==== SUPPLIED RECORDS

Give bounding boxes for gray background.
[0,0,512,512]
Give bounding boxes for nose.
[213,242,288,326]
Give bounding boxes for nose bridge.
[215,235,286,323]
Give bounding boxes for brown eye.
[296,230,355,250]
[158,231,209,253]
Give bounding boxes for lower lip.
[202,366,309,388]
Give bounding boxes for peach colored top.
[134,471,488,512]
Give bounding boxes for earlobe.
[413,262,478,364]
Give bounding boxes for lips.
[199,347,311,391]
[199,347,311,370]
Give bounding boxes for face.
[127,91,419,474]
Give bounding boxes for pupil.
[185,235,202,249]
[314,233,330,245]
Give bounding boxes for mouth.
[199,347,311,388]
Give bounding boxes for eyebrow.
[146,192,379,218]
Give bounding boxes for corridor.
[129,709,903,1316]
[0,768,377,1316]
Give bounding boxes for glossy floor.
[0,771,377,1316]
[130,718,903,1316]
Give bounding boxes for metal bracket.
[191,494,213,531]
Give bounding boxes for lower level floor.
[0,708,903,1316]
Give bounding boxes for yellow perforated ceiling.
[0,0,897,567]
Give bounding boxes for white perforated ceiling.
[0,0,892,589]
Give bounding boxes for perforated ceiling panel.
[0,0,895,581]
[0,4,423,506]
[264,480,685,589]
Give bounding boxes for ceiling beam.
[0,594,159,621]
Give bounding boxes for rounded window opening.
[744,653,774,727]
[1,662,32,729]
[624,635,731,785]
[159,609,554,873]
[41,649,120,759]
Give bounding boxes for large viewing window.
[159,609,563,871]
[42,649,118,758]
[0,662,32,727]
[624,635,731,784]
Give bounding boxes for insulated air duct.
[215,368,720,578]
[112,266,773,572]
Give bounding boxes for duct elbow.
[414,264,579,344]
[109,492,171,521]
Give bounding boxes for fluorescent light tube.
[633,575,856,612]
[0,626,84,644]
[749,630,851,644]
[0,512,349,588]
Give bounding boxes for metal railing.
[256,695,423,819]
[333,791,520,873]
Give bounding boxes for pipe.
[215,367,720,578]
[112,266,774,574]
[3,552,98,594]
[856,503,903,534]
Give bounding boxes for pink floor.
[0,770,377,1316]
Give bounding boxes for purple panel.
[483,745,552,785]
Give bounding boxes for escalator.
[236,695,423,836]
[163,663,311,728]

========

### TASK PROMPT:
Please return all of the records above line for line, with every word and number unchanged.

### RESULT FOR THIS EXERCISE:
Give bounding boxes for gray background.
[0,0,512,512]
Give bounding boxes for nose.
[213,242,288,326]
Give bounding boxes for nose bridge.
[215,235,286,323]
Give bounding boxes for brown eye.
[296,230,355,250]
[158,231,209,253]
Give bounding boxes for lower lip.
[202,366,309,388]
Give bounding boxes for peach colored top.
[134,471,488,512]
Give bounding boxes for earlobe.
[413,262,478,364]
Give bounding boxes for lips.
[199,347,311,391]
[199,347,311,370]
Give bounding boxes for face.
[127,91,419,474]
Give bounding boxes for pupil.
[185,235,202,249]
[314,233,330,245]
Give bounding boxes for mouth.
[199,347,311,388]
Give bounding boxes for eyebrow.
[146,192,379,218]
Give bounding boxes for corridor.
[129,709,903,1316]
[0,768,377,1316]
Give bounding boxes for glossy floor.
[0,771,377,1316]
[130,718,903,1316]
Give bounding boxes for metal bracket.
[191,494,213,531]
Give bounding boxes for lower level floor.
[0,708,903,1316]
Give bounding boxes for yellow perforated ceiling.
[0,0,897,567]
Give bounding boxes for white perforated ceiling.
[0,0,892,589]
Give bounding boxes for perforated ceiling panel.
[0,0,895,581]
[0,4,423,506]
[264,480,685,589]
Give bounding boxes for ceiling beam.
[0,594,159,621]
Give bounding boxes for rounded window opening.
[744,653,774,727]
[1,662,32,729]
[624,635,731,785]
[159,609,554,873]
[41,649,120,759]
Give bounding boxes for large viewing window.
[159,609,563,871]
[42,649,118,758]
[0,662,32,727]
[624,635,731,784]
Give bounding boxes for insulated air duct.
[215,368,720,578]
[112,266,773,572]
Give bounding boxes for duct elbow.
[414,264,579,344]
[109,492,171,521]
Give bounding boxes for fluorescent light tube.
[633,575,856,612]
[0,626,84,644]
[749,630,851,644]
[0,512,349,588]
Give bounding boxes for metal railing.
[256,695,423,819]
[333,791,520,873]
Give bounding boxes for pipe.
[215,367,720,578]
[112,266,774,574]
[3,552,98,594]
[856,503,903,534]
Give bounding boxes for pink floor.
[0,770,377,1316]
Give bounding boxes for purple panel.
[483,745,552,785]
Give bounding boxes for escalator.
[236,695,423,836]
[163,663,311,728]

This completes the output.